_Text under study_.
★ ★ ★

For any of you stumbling upon this now or later, looking for information on what you're getting into with VFS' Sound Design for Visual Media program, here are the topics I remember us covering in the last couple of months. If you were hoping to simulate my Term 1 at a library somewhere, you'd want to learn:

VFS Term 1

  • Much on the physics of sound, with some psychoacoustics (the Fletcher-Munson curve, how we perceive stereo delays) and a bunch of digital audio training (definitions on a bit rate, a sample rate, why we choose the ones we do, the advantages of going higher or lower with each, Nyquist's law, etc.)
  • Lots of history about the start and rise of sound in motion pictures, how it was once recorded and edited, and more than I wanted to know re: framerate conventions and timecode
  • How to break out an ADR cue sheet from a film clip; how to set up a ProTools session to record said ADR session later
  • How to create an EDL (not that the Sound Designer will ever be the one in charge of this); how to stitch together a new production audio track from an EDL you're given, plus the last day's recordings
  • A solid familiarity with Pro Tools, including: a ton of common editing shortcuts, basic mixing, cut-pasting automation, how several of the most widely used plug-ins (EQ, Reverb) really work and how to set them up to do what your ear is looking for, creating a mix template and custom I/Os from scratch, track and region management, using AudioSuite vs. RTAS plug-ins, creating submixes, working with time code, good session submission practices
  • Signal flow, bringing the sound you want to record from a microphone all the way through a mixer and a patch bay, into the DAW you're working with
  • Basic MIDI editing
  • Basic primer on microphones and mic selection

The one thing I didn't really see stressed in class, but had confirmed, is that these classes won't teach you everything. Seems obvious, but if everyone were aware of it, our labs after-hours would be a lot fuller than they have been.

So as a tip: you want to stay around the labs and just work and work as much as possible. I've had a lot of later-term students come up to me and tell me that Term 1's for taking it easy to avoid burnout, that there'll be plenty of nights to work late once things pick up, but I don't buy it. The class is already starting to stratify a bit, with the real tryhards rising to the top and those who never seem to be around after-hours picking up a reputation for packing up.

I don't think I'm at the top of the class, but I feel like I'm close, and the people I'm sharing that tier with don't seem like competition so much as they are motivation - they make me want to work harder, stay later, spend that tuition money wisely, pick up independent projects on the side, explore avenues that we haven't even covered in class yet and just generally become a badass sound designer far ahead of schedule. I figure, start working this way now so that I'm used to it by the time the program really picks up. It can't hurt, and I'm feeling more fulfilled with my day-to-day than I have in.. maybe ever? Still having trouble believing that this will be my life once I'm through.

★ ★ ★

_Study material_.
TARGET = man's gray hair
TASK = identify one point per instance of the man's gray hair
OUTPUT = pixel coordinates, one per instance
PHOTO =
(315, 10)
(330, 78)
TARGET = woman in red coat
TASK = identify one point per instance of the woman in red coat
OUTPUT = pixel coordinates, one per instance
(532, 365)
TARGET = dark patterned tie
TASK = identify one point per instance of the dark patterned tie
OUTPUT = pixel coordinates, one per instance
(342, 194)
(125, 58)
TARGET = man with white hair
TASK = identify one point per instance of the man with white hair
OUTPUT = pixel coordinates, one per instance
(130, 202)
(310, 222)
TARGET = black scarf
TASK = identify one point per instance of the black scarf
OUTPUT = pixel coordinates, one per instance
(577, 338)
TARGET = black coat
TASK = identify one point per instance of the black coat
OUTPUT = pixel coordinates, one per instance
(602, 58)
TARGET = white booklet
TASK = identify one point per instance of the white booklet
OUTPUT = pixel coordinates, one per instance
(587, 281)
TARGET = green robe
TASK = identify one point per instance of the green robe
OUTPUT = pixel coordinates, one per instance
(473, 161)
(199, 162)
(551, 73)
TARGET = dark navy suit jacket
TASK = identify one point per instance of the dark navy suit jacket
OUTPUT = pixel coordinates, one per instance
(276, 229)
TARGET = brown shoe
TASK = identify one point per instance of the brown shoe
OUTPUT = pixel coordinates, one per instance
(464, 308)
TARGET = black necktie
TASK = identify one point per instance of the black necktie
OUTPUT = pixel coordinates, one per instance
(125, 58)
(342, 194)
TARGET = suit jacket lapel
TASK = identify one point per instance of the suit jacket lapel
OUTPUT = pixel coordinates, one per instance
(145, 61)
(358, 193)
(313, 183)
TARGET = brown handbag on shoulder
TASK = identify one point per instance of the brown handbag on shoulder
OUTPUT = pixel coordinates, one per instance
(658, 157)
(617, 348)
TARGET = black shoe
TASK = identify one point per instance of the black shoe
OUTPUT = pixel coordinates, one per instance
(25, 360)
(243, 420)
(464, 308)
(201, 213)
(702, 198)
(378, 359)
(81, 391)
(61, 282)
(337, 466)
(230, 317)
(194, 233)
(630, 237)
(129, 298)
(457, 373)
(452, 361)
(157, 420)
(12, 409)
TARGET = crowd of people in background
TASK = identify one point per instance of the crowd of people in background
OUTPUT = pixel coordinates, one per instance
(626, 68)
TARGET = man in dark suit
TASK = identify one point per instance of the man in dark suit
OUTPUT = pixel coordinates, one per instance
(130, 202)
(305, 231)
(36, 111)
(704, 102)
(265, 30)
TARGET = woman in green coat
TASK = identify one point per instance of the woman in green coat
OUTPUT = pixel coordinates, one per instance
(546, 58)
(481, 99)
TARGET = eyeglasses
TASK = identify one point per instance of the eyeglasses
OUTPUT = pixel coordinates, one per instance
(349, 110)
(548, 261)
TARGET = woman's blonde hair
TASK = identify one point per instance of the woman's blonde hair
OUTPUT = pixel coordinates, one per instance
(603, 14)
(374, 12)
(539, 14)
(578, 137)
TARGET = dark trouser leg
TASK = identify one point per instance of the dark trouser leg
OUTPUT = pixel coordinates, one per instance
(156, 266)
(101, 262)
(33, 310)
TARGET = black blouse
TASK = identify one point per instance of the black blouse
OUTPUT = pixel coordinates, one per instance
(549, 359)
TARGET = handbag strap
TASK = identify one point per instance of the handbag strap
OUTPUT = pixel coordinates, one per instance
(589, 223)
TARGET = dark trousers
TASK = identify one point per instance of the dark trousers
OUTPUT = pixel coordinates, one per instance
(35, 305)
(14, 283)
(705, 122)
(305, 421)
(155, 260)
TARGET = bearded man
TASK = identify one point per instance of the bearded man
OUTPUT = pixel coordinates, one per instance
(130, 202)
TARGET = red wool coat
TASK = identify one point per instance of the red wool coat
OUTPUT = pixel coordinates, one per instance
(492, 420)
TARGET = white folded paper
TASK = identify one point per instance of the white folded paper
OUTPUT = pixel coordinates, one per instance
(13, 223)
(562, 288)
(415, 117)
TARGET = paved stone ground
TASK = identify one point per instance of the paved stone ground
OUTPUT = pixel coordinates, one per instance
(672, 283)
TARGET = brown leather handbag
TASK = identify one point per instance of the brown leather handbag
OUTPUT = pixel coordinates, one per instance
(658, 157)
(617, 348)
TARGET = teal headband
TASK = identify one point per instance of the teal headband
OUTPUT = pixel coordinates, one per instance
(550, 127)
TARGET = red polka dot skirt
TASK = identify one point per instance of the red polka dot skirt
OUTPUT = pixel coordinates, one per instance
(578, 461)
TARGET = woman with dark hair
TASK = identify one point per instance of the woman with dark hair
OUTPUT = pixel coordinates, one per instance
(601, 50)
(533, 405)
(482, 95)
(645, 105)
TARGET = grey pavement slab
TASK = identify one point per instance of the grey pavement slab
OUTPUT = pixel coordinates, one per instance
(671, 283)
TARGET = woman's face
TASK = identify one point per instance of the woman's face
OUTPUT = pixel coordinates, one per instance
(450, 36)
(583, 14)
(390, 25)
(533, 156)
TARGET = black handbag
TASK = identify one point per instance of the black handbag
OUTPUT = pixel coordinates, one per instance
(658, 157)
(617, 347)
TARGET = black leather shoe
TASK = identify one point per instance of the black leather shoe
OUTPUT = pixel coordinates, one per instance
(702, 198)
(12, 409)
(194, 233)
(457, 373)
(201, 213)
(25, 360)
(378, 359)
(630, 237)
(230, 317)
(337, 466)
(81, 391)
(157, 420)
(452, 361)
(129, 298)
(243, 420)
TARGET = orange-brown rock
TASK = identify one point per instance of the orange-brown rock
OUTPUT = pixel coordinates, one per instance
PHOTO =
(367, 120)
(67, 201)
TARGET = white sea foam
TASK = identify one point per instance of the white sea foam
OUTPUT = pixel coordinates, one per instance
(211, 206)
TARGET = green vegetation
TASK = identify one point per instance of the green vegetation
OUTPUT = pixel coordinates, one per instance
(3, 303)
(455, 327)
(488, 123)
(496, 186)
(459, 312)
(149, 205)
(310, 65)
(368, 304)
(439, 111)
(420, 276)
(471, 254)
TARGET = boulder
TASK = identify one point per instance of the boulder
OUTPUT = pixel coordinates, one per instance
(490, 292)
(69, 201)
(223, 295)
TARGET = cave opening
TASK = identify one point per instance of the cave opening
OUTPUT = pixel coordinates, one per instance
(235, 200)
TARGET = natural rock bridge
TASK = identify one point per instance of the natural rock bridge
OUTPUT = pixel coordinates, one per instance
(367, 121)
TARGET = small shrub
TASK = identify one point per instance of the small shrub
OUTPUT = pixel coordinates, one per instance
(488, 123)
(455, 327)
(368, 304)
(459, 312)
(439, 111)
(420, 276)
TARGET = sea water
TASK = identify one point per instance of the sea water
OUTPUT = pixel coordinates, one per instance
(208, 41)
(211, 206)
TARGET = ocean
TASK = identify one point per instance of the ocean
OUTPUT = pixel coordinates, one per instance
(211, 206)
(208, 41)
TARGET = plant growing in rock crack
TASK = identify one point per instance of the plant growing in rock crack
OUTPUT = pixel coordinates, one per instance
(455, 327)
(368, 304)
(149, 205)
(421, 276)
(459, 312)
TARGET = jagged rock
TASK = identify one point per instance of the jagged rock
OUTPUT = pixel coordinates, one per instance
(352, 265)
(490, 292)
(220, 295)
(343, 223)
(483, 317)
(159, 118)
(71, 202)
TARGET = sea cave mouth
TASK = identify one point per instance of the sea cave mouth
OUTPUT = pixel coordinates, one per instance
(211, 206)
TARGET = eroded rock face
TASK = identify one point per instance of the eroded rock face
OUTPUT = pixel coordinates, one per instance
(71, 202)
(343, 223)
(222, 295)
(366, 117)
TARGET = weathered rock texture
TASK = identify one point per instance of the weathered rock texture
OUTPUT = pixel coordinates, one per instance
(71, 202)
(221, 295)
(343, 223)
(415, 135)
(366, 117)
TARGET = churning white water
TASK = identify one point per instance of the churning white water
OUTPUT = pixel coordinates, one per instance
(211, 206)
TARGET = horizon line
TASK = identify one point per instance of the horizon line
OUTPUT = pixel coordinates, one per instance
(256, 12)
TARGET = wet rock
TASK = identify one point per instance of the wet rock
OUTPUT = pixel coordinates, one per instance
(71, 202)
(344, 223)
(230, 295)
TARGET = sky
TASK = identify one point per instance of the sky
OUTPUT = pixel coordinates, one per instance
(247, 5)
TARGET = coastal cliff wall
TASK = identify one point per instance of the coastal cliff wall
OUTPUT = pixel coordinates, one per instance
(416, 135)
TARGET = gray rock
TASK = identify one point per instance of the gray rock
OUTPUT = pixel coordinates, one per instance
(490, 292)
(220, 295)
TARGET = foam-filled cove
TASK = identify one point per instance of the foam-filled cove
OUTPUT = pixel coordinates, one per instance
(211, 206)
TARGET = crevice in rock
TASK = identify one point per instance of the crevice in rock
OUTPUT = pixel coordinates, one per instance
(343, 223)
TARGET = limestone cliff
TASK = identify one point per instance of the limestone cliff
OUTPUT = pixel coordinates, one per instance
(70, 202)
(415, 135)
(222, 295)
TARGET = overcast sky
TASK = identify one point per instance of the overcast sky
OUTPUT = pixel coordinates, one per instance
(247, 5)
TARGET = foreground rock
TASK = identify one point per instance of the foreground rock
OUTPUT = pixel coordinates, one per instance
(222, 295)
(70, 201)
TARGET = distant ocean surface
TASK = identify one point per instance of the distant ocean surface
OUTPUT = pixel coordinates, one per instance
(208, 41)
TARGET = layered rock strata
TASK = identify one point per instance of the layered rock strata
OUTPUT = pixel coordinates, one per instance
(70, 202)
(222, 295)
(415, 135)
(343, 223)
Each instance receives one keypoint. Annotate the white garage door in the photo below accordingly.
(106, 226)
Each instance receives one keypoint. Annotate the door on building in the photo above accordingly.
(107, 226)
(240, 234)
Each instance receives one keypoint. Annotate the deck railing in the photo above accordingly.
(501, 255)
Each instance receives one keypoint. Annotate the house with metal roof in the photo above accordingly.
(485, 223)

★ ★ ★

_Task objective_. From the account of VFS Term 1, return the passage that begins at the words "The one thing" and stops after "they have been.", copying it exactly.

_Answer section_.
The one thing I didn't really see stressed in class, but had confirmed, is that these classes won't teach you everything. Seems obvious, but if everyone were aware of it, our labs after-hours would be a lot fuller than they have been.